[DIRECTIVE]:
Reproduce these lines, replacing every occurrence of "one point per instance" with "one point per occurrence" and leaving everything else unchanged.

Extracted records
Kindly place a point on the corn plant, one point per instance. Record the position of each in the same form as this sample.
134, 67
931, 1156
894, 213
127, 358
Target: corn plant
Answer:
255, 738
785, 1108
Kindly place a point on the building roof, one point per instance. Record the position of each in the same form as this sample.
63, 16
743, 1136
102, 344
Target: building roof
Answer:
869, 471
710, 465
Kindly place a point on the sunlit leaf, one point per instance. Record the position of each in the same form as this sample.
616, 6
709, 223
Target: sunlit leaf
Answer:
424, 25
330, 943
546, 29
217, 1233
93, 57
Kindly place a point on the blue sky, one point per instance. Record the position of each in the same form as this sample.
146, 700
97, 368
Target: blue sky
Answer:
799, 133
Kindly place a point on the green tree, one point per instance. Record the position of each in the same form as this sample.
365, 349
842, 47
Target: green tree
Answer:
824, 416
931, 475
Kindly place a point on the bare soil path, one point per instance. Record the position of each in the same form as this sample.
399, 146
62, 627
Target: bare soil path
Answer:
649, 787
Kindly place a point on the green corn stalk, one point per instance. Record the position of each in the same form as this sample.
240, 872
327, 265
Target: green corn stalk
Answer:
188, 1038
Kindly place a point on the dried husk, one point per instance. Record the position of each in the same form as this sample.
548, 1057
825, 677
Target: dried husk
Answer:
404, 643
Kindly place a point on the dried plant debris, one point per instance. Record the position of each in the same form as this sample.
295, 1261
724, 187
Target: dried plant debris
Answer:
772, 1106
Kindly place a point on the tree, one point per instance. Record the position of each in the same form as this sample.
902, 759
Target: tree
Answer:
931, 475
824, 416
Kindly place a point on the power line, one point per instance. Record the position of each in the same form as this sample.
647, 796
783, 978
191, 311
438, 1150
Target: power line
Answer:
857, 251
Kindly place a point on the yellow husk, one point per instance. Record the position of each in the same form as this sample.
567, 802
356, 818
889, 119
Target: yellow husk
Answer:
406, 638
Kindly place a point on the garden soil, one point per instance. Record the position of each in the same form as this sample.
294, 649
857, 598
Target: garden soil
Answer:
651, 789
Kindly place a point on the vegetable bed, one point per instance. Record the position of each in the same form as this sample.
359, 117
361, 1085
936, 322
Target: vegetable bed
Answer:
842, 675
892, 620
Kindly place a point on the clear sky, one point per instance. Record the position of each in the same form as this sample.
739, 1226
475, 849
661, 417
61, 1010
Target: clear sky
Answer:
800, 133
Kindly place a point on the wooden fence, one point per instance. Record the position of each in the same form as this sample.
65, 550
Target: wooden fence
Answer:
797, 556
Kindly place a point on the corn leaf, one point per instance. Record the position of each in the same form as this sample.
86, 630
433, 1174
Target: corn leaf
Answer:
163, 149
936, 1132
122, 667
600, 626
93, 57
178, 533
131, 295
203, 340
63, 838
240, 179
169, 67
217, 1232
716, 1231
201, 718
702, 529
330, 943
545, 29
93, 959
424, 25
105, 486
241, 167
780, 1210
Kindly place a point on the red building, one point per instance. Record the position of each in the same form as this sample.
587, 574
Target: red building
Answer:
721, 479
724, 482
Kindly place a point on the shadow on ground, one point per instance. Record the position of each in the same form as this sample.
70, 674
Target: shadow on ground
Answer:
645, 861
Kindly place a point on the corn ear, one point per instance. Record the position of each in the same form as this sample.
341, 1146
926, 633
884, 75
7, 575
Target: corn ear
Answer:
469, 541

[IN RESPONSE]:
Kindly place a point on the corn plant, one point per occurrence. Record the position of each in the same form as this sample.
134, 67
931, 1156
894, 213
127, 358
Target: corn plant
Answer:
255, 738
785, 1108
Kindly place a point on the building roof, one point per occurrence. Record the position of each in the same form as this sample.
63, 16
743, 1136
102, 344
Target: building roof
Answer:
869, 471
710, 465
Kindly place a point on the sunlit leaf, one point per occurrence. Record the position of each in the same form as this sample.
616, 6
709, 223
Target: sunlit leaf
Answer:
424, 25
330, 943
546, 29
217, 1233
93, 57
Kindly place a point on the blue sky, one point per occurrence. Record the position of each in the same form as this sample.
146, 700
97, 368
Target: blue sky
Answer:
799, 133
Kindly place a point on the green tree, one point per occurrence. Record the position of each in the same form as this sample.
365, 349
842, 47
Target: green tree
Answer:
824, 416
931, 475
Kindly place a point on the bare soil path, one point per occurrence. Record the position of each in the same form as this sample.
399, 146
62, 627
Target: bare soil path
Answer:
649, 787
Kindly place a point on the green corn stalk, one point per occurrence. Record the position of each in the same form as this sample.
240, 872
327, 265
Target: green corn stalk
Answer:
188, 1038
Kindly place a point on the dried husk, one point per occurrence. Record the position of each in the same form as this sample.
548, 1057
825, 677
Target: dried husk
Answer:
404, 643
Kindly place a point on the dried plant debris, one point per occurrence. Record the position of each in the same form as this sample.
295, 1261
724, 187
Target: dried plant debris
Answer:
772, 1106
Kindly place a point on the tree, one point per occurrence. Record the position of each in the same form as this sample.
902, 759
Target: tree
Answer:
931, 475
824, 416
Kindly place a point on the power line, one point per occurrence. Record the position of each in the same form as this sample.
647, 796
783, 978
191, 311
438, 1150
Target: power line
Answer:
857, 251
Kindly place a point on the yellow husk, one point per occurrence. Record the position of each in the same form as this sample.
567, 802
356, 818
889, 119
Target: yellow husk
Answer:
406, 638
Kindly place a point on the garden soil, one point per occurrence. Record the position of each in the same form as this sample.
294, 649
857, 598
Target: garden soil
Answer:
651, 789
Kindly place a point on the vegetable bed, one point per occurrence. Record the position of each in the same form as this sample.
359, 117
361, 1085
936, 322
Target: vegetable bed
Answer:
842, 675
892, 620
Kindly place a point on the clear sky, one point per occurrence. Record the position of each in the same form as this sample.
739, 1226
475, 849
661, 417
61, 1010
Target: clear sky
Answer:
800, 133
Kindly place a point on the wooden fence, one point per occurrence. Record the position of each in the same form as this sample.
65, 550
Target: wooden fence
Answer:
797, 556
Kindly place a point on the corn leaf, one point per occurrence. Record the position of each in the same form as this sample.
86, 630
433, 1174
Target: corn leaf
Answer:
163, 149
936, 1132
122, 667
600, 626
93, 57
178, 533
131, 295
203, 340
63, 838
240, 179
169, 67
217, 1232
716, 1231
201, 718
702, 529
330, 943
545, 29
93, 959
424, 25
105, 486
241, 167
780, 1210
Kindly place a point on the red building, one point per occurrence. Record the position of each in the same form as this sample.
587, 574
Target: red building
Answer:
721, 479
724, 482
Kindly place a point on the shadow on ground, one point per occurrence. Record the position of each in the same form as this sample.
70, 674
Target: shadow on ground
Answer:
645, 861
Kindly place a point on the corn ear, one point per occurrence. Record the position of each in the same form as this sample.
341, 1146
926, 633
884, 75
7, 575
Target: corn ear
Answer:
469, 541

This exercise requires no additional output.